Extrait choisi –
Hommes, femmes, riches, pauvres, vieux, jeunes : unisexe et sans genre, l’unification du goût

Hommes, femmes, riches, pauvres, vieux, jeunes : unisexe et sans genre, l’unification du goût
 
C’est sans doute une manifestation de l’idéologie holistique du genre dans sa forme la plus quotidienne : la tendance actuelle à mépriser toutes les barrières sociales pour imposer une sorte de goût unifié et universel dans tous les domaines. Habillement, meubles, accessoires, « culture », musique : en matière de consommation, c’est l’unisexe qui tient le haut du pavé. Hommes, femmes, riches, pauvres, vieux, jeunes font l’objet d’un même marketing. Dans nos campagnes, les vieilles dames avec leurs coupes de cheveux masculines et leurs pantalons sans forme ressemblent surtout à… de vieux hommes : on le savait déjà. Mais la tendance s’infiltre partout.
 
Le thème fait l’objet d’un article d’humeur d’Anna Hart du Telegraph. Elle note de multiples exemples de cette unification du goût. Ils rendent compte d’une volonté des fabricants de vêtements et d’accessoire d’avoir une approche « unisexe », « gender neutral ». On devine les économies que cela permet, et l’élargissement des marchés potentiels – en même temps que cela aggrave l’uniformisation d’un monde globalisé.
 

Hommes et femmes s’habillent unisexe

 
Ainsi les grandes marques ont-elles de plus en plus des lignes de produits qui se moquent du sexe, du « genre », de l’âge, de la classe sociale, du métier, de la localisation de leurs clients potentiels. Et même de leurs revenus : Ikea et ses meubles à bas coût visent les riches comme les pauvres.
 
Aujourd’hui, signale Anna Hart, les adolescentes font des économies pour acheter des sacs Vuitton et les quinquagénaires se baladent en Nike. Dès le mois prochain, la chaîne britannique Selfridges mettra un point final à l’organisation de ses grands magasins : il n’y aura plus d’étages dédiés aux hommes ou aux femmes : la campagne « Agender » entrera en vigueur avec des tenues asexuées pour tous.

Consigne écrite – Dans l’extrait sur l’unification du goût, recopiez le passage allant de « C’est sans doute » jusqu’à « tendance s’infiltre partout. » en changeant « campagnes » en « villages ». Les lignes ci-après constituent un matériau indépendant de l’extrait.

Liste des données –
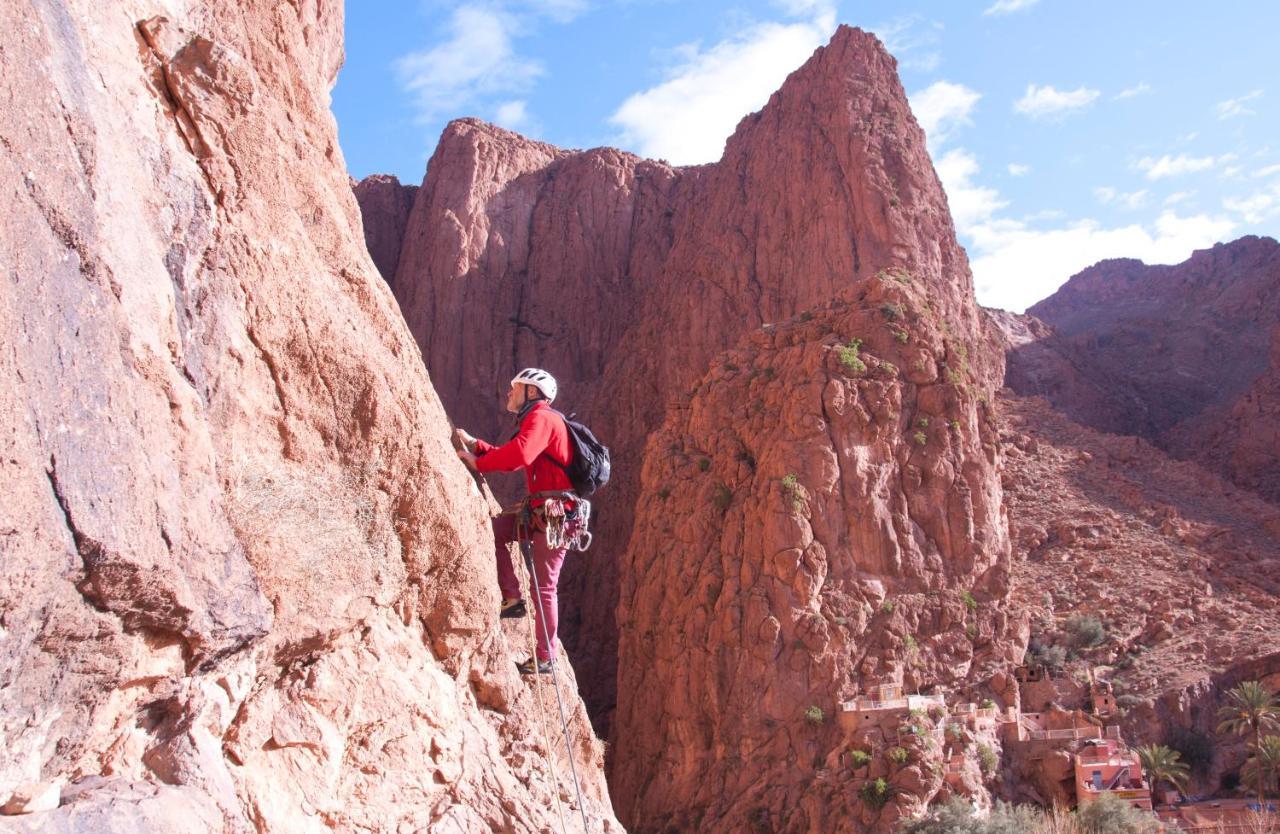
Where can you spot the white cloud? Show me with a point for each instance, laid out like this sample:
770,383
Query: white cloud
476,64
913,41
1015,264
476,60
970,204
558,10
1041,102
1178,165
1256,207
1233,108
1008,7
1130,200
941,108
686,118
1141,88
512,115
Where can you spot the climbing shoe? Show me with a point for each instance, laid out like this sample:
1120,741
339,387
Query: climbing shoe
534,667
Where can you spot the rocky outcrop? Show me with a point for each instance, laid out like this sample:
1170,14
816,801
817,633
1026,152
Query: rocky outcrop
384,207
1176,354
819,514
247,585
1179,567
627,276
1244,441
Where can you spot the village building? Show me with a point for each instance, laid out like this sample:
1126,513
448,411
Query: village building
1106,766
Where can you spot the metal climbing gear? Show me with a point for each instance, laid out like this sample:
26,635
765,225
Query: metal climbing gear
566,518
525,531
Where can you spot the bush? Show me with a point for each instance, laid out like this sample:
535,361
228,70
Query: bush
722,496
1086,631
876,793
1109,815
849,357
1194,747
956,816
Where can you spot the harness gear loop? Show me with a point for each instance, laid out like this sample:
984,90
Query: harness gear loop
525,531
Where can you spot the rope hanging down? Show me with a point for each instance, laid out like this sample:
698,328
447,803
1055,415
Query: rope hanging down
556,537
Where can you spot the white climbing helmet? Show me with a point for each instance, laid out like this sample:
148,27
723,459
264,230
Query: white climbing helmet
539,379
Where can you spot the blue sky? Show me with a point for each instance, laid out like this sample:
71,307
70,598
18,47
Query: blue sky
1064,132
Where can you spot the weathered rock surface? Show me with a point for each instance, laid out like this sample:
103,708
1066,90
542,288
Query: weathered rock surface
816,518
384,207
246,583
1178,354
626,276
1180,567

==

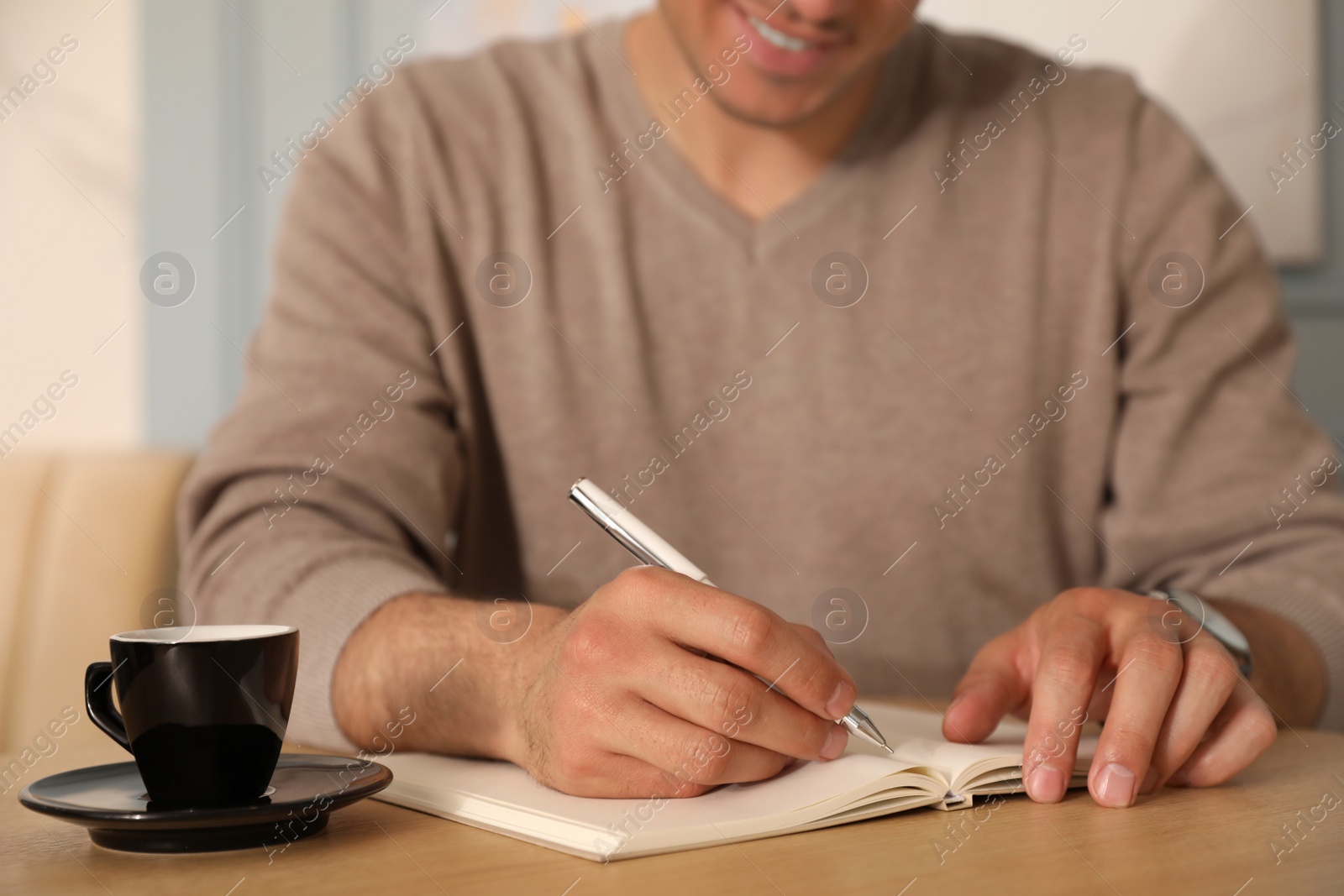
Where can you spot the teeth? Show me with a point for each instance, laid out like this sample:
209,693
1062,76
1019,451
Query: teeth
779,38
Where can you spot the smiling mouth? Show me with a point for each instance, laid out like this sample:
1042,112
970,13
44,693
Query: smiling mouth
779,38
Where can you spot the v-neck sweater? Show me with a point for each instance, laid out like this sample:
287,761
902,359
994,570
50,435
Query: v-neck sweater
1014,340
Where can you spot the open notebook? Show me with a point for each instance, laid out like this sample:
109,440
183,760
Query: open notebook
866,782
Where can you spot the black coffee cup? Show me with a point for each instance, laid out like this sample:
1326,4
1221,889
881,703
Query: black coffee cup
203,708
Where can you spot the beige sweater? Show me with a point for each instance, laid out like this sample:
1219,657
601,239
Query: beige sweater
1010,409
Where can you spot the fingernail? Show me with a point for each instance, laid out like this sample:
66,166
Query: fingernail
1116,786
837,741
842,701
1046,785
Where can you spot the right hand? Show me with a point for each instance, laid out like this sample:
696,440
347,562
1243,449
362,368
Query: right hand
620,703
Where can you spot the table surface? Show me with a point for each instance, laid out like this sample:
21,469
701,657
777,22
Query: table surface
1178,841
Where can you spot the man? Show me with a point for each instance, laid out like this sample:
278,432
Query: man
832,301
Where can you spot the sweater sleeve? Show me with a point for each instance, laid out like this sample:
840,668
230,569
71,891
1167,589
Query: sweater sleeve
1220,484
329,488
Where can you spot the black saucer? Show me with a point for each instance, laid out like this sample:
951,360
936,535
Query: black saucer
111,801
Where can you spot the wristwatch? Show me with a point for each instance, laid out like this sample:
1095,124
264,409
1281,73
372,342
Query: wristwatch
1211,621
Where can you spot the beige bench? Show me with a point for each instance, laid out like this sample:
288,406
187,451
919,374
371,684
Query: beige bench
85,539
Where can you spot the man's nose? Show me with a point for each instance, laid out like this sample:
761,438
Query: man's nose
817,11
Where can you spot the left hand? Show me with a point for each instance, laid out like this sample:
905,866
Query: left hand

* * *

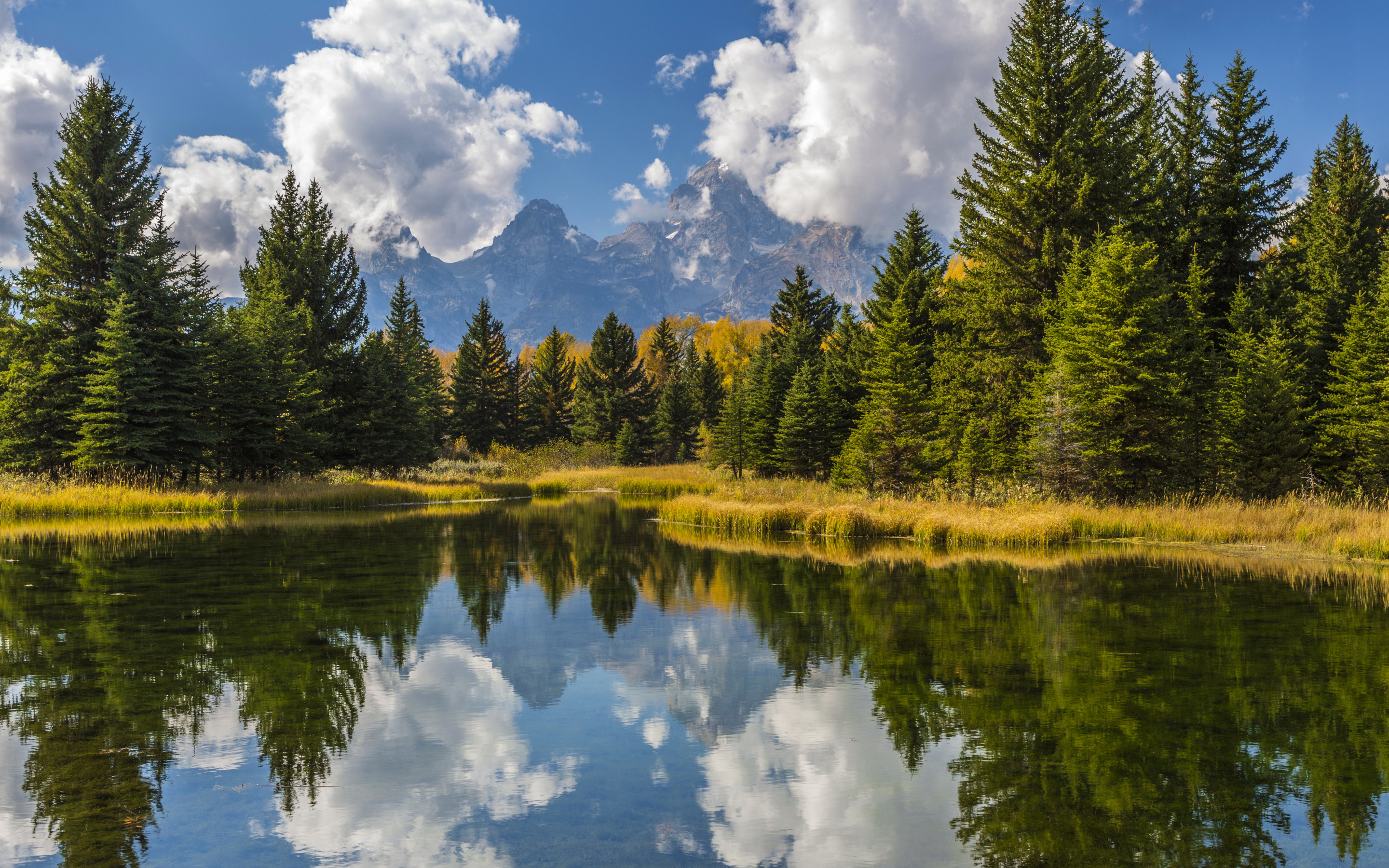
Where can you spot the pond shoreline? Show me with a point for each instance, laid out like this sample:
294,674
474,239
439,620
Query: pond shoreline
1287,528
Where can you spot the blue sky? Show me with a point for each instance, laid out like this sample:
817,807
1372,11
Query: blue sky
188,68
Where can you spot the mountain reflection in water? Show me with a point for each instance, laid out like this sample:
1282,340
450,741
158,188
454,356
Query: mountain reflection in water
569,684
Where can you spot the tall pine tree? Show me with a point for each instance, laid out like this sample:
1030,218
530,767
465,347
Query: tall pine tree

Résultat final –
C’est sans doute une manifestation de l’idéologie holistique du genre dans sa forme la plus quotidienne : la tendance actuelle à mépriser toutes les barrières sociales pour imposer une sorte de goût unifié et universel dans tous les domaines. Habillement, meubles, accessoires, « culture », musique : en matière de consommation, c’est l’unisexe qui tient le haut du pavé. Hommes, femmes, riches, pauvres, vieux, jeunes font l’objet d’un même marketing. Dans nos villages, les vieilles dames avec leurs coupes de cheveux masculines et leurs pantalons sans forme ressemblent surtout à… de vieux hommes : on le savait déjà. Mais la tendance s’infiltre partout.